> **Passage shown**:
# Rv Show



## thevanobackers (Nov 11, 2007)

Just sitting here on Sunday night and flipping through the tv channels and came to HGTV. They are showing RV Show 2008. Getting excited to go camping. Wish they had a show about camping all the time. Just like the "Food Channel"


----------



## bradnjess (Mar 25, 2007)

The Camping Channel, now that's good television. I can see it now, tonight's episode goes undercover into the realm of The Outbackers. Brought to you by Quickie Flush. I might get cable if this was offered.


----------



## Sayonara (Jul 23, 2007)

thevanobackers said:


> Just sitting here on Sunday night and flipping through the tv channels and came to HGTV. They are showing RV Show 2008. Getting excited to go camping. Wish they had a show about camping all the time. Just like the "Food Channel"


We watched it! not bad. Tomorrow we are on our way to the dealer..... J/K









How 'bout "*Outbackers Television*" or *OBTV *for short!


----------



## Dan L (Jan 24, 2008)

Outbackers TV.

I think you are onto something. It would certainly be better than some of the other reality shows out there.


----------



## Nathan (Jan 2, 2007)

We watched the show too. They are always too focused on the 100k+ units for our taste. The trailer from China was great news...
















The only really strange part is that they spent probably 20% of the show on TT's. Not a lot of focus on a big part of the total market!


----------



## jasonrebecca (Oct 30, 2007)

Yeah, we watched it.
Made me want a we bit of the luck of the Irish though.
Or maybe that 4x4 Ford Class C.


----------



## Sayonara (Jul 23, 2007)

They showed the 14k lb 5ers and the DW asked can our truck tow one of those.... dont know where she was going with that but ill let it sit for a while...


----------



## Nathan (Jan 2, 2007)

Sayonara said:


> They showed the 14k lb 5ers and the DW asked can our truck tow one of those.... dont know where she was going with that but ill let it sit for a while...


I know where you can pick up a F350 dually with the Tow Boss option. It increases the GCWR to 26,000 lbs!









I shouldn't laugh, I'm in the same boat. I'm sitting on the couch last night as I hear my DW talking to a friend on the phone about how I just had to get a new truck, but now we had might as well get a bigger trailer







.


----------



## Sayonara (Jul 23, 2007)

Nathan said:


> They showed the 14k lb 5ers and the DW asked can our truck tow one of those.... dont know where she was going with that but ill let it sit for a while...


I know where you can pick up a F350 dually with the Tow Boss option. It increases the GCWR to 26,000 lbs!








[/quote]
STOP IT and dont tell the DW. im writing it off as some sort of pregnant hormonal something.


----------



## Oregon_Camper (Sep 13, 2004)

Dan L said:


> Outbackers TV.
> 
> I think you are onto something. It would certainly be better than some of the other reality shows out there.


Took the kids to see Horton Hears a Who this weekend...one of the ads before the movie was for a new reality TV show. Ready for this one? Is is a dog grooming reality show named "Groomer Has It". My wife leaned over and said something like, "have we done everything else and this is all that's left for reality TV"? Come on...Dog Grooming? Really?

http://www.dogchannel.com/dog-news/dog-gro...ity-series.aspx


----------



## California Jim (Dec 11, 2003)

Saw the show as well. I enjoyed the hostess the mostess







Ummm, but yeah, nice to see some good lookin RV's too


----------

> **Request 1**:
Pull out every line of the records below that contains the string "shower", with matching case.

> **Provided material**:
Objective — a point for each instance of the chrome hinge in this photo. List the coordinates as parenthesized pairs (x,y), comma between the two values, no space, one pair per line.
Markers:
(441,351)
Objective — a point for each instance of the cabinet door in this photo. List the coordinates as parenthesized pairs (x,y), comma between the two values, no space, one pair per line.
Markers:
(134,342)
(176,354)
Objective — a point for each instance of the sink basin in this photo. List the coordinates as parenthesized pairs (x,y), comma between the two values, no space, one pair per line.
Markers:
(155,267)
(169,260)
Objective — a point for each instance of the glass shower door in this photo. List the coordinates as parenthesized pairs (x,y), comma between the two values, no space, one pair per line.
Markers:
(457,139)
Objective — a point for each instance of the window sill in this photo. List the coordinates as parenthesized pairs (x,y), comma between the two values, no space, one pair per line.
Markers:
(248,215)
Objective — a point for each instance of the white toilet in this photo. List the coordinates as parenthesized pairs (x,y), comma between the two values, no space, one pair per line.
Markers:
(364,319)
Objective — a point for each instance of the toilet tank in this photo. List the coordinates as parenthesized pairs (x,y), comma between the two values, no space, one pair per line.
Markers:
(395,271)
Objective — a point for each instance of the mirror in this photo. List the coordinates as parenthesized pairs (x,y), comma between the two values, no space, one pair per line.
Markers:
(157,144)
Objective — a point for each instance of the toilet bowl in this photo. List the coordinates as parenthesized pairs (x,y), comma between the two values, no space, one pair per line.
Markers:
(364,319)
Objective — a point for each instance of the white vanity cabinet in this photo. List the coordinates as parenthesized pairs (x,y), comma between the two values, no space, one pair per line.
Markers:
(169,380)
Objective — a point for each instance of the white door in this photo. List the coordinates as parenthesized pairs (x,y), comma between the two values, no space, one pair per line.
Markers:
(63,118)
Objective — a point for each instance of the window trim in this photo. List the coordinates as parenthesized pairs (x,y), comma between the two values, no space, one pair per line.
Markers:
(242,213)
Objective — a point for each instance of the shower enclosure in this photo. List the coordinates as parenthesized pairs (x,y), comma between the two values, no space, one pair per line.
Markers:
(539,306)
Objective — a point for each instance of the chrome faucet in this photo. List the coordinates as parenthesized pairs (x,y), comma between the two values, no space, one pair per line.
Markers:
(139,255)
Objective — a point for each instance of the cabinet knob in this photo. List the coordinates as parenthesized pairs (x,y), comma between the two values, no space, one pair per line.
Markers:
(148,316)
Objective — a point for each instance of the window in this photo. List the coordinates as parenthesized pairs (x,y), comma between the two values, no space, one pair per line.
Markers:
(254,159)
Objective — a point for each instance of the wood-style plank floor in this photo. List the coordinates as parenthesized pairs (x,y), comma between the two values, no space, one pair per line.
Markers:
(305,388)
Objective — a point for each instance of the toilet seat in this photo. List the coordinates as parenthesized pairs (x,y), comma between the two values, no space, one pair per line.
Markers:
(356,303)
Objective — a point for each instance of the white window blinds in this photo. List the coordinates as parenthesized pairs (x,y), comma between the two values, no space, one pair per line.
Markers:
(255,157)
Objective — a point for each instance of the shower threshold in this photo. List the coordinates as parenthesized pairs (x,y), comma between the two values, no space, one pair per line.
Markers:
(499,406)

> **Request 2**:
In the forum thread about the RV show, which TV channel was showing RV Show 2008?

> **Written reply 1**:
Objective — a point for each instance of the glass shower door in this photo. List the coordinates as parenthesized pairs (x,y), comma between the two values, no space, one pair per line.
Objective — a point for each instance of the shower enclosure in this photo. List the coordinates as parenthesized pairs (x,y), comma between the two values, no space, one pair per line.
Objective — a point for each instance of the shower threshold in this photo. List the coordinates as parenthesized pairs (x,y), comma between the two values, no space, one pair per line.

> **Written reply 2**:
HGTV.